Excerpted passage -
Speaker of the National Assembly of Tanzania
- In office 26 April 1964 – 19 November 1973
- Preceded by: Position established
- Succeeded by: Erasto Andrew Mbwana Mang'enya
- In office 6 November 1975 – 25 April 1994
- Preceded by: Erasto Andrew Mbwana Mang'enya
- Succeeded by: Pius Msekwa

Speaker of the National Assembly of Tanganyika
- In office 27 November 1962 – 26 April 1964
- Preceded by: Abdulkarim Yusufali Alibhai Karimjee
- Succeeded by: Position abolished

Personal details
- Born: c. 1920 Iringa Rural District, Iringa Region, Tanganyika Territory
- Died: 25 June 1999 (aged 79) Tanzania

= Adam Sapi Mkwawa =

Tanzanian politician (1920–1999)

Chief Adam Sapi Mkwawa (c. 1920 – 25 June 1999) was a Tanzanian politician and statesman who served as the Speaker of the National Assembly of Tanganyika from 1962 to 1964 and then as Speaker of the National Assembly of Tanzania from 1964 to 1973, and again from 1975 to 1994.

==Biography==
Sapi was born in c. 1920 in Tanganyika Territory. A member of the Hehe people, he was of noble birth as the grandson of Chief Mkwawa, who was famed for resisting the Germans for seven years. He was the son of Chief Sapi Mkwawa. He attended Makerere University in Uganda. After his father's tenure as chief, Sapi was installed as chief of the Hehe people himself, a position he served in from the 1940s until 1962, when the chiefdom was abolished.

Sapi was appointed to the Tanganyika Legislative Council, established by the British Parliament in 1926, on 3 June 1947, having been the third African to be appointed to the legislature. In the 1948, he began an effort to return the skull of his grandfather, Chief Mkwawa, to his people, as it was held by Germany, which had promised to return it in the Treaty of Versailles but did not. In 1953, the governor of Tanganyika, Sir Edward Twining, located the skull in a German museum and returned it to Sapi in 1954. The return of the skull was completed at a ceremony in June 1954, which 30,000 members of the Hehe tribe attended and the Evening Sentinel described as "probably the biggest gathering ever to take place in Tanganyika."

To do -
Write out the part of the Adam Sapi Mkwawa biography from "Personal details" to "1975 to 1994.", word for word. None of the data that comes after this text is needed.

Saved entries -
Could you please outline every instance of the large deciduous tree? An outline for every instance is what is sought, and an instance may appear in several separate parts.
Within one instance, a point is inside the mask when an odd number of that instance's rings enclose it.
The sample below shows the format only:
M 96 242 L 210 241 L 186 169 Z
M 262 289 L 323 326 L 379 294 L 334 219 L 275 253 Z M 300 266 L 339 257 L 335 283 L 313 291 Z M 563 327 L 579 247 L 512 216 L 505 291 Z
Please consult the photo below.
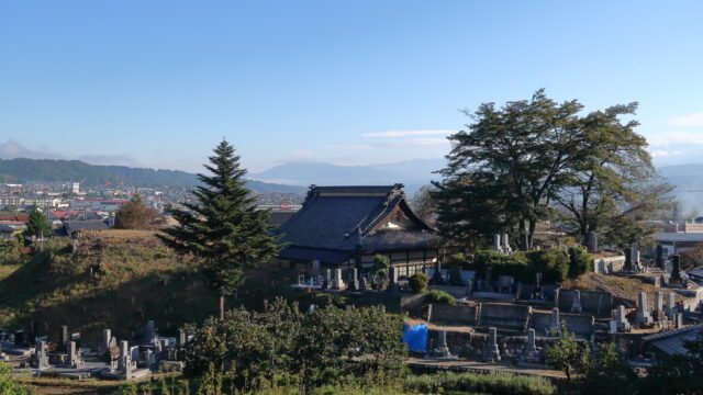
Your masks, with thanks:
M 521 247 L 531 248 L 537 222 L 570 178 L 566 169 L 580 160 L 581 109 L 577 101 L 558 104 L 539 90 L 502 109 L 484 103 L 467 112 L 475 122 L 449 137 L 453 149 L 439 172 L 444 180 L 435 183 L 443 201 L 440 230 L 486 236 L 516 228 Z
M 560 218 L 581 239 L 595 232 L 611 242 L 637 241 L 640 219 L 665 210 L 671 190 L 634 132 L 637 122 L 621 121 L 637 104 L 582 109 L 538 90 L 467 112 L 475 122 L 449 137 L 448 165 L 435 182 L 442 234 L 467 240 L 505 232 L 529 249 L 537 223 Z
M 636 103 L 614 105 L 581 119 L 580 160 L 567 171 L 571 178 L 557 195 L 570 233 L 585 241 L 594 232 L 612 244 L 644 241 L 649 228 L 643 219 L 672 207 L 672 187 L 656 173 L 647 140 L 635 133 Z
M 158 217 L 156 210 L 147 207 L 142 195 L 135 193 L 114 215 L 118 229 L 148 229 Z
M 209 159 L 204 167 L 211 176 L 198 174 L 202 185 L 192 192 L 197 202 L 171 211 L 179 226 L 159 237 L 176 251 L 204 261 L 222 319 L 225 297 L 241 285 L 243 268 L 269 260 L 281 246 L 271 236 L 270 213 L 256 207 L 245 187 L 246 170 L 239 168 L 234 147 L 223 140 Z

--

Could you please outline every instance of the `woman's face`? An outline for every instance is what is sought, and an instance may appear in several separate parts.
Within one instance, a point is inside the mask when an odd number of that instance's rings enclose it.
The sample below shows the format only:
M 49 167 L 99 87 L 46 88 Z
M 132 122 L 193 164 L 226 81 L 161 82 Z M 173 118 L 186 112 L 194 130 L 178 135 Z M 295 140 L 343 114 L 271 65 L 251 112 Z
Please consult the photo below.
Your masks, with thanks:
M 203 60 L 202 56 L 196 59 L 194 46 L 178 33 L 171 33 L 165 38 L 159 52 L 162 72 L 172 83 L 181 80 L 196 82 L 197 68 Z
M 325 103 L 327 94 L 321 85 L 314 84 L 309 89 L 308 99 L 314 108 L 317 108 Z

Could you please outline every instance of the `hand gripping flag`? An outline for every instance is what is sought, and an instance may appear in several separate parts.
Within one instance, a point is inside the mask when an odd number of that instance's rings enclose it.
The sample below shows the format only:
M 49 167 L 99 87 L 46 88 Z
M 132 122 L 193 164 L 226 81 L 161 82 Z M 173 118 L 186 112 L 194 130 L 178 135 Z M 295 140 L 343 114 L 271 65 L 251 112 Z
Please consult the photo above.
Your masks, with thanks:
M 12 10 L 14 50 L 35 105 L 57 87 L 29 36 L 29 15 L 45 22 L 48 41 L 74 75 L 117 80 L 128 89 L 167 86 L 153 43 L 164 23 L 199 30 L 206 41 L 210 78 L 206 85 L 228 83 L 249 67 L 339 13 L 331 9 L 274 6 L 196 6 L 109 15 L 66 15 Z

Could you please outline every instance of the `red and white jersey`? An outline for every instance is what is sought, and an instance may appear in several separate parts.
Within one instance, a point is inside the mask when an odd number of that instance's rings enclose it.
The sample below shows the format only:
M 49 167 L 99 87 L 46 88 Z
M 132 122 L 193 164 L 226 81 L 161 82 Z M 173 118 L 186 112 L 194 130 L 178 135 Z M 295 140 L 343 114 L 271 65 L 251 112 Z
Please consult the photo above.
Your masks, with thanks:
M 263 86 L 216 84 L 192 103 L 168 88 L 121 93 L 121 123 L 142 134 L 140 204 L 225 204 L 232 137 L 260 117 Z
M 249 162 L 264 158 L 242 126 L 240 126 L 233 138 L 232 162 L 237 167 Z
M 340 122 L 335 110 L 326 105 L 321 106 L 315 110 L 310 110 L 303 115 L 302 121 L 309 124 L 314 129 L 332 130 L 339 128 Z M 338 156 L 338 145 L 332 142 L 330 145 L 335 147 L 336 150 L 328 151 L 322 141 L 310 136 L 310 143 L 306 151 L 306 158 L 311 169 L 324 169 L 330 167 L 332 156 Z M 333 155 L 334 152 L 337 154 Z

Expected answer -
Personal details
- Born: c. 1920 Iringa Rural District, Iringa Region, Tanganyika Territory
- Died: 25 June 1999 (aged 79) Tanzania

= Adam Sapi Mkwawa =

Tanzanian politician (1920–1999)

Chief Adam Sapi Mkwawa (c. 1920 – 25 June 1999) was a Tanzanian politician and statesman who served as the Speaker of the National Assembly of Tanganyika from 1962 to 1964 and then as Speaker of the National Assembly of Tanzania from 1964 to 1973, and again from 1975 to 1994.